* Assigned task
Comb the records below for the string "evergreen" and copy each line where it turns up.

* Exercise input
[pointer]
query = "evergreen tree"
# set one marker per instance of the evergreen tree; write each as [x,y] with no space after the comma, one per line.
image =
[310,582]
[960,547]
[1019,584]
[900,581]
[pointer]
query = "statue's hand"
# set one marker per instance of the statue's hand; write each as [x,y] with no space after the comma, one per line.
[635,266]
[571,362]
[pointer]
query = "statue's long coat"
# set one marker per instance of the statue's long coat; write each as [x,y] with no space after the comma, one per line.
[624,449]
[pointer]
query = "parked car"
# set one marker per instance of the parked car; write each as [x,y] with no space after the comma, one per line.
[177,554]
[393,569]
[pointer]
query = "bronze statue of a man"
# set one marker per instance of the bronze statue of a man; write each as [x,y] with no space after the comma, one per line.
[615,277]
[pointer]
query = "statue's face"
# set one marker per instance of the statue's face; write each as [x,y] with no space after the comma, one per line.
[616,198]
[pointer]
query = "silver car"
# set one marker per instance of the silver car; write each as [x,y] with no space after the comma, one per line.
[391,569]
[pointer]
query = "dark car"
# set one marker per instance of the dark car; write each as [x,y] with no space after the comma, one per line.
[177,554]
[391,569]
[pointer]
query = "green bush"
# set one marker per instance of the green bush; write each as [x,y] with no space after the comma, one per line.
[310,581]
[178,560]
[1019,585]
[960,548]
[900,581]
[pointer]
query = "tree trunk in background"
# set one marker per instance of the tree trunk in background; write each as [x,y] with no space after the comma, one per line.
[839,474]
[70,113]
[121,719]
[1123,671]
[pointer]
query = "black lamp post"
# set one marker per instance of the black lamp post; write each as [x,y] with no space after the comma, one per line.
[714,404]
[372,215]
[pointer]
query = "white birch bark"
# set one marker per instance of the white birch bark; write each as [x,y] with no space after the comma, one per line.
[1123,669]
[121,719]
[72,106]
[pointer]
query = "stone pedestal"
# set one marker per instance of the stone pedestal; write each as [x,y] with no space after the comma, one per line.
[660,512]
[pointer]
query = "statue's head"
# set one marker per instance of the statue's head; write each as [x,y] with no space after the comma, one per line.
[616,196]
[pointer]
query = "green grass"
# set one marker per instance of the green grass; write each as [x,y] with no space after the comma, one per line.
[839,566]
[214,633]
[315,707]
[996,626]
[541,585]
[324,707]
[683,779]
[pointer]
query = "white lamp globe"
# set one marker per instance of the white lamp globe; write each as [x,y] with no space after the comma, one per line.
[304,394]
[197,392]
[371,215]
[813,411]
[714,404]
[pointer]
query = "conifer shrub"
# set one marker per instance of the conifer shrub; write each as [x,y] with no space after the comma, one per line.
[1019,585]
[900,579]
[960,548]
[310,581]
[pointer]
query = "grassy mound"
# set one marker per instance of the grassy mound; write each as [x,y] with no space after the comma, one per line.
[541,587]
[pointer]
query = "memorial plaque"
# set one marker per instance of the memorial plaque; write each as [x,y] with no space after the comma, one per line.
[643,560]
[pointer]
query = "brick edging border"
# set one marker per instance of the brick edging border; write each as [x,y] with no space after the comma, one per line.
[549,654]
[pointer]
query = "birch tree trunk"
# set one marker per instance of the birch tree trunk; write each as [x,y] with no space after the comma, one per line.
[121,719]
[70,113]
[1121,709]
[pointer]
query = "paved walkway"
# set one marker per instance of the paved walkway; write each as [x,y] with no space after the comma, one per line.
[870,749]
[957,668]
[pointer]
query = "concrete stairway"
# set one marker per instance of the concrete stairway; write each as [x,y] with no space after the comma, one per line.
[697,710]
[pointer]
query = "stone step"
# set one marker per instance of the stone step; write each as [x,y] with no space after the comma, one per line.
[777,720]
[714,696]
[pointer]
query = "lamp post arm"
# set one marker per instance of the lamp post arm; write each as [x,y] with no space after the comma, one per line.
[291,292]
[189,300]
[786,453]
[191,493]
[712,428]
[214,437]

* Result for this exercise
query = "evergreen tree"
# set one marker per instance of the evergreen tree; write each as [x,y] with no space after the comma, one per line.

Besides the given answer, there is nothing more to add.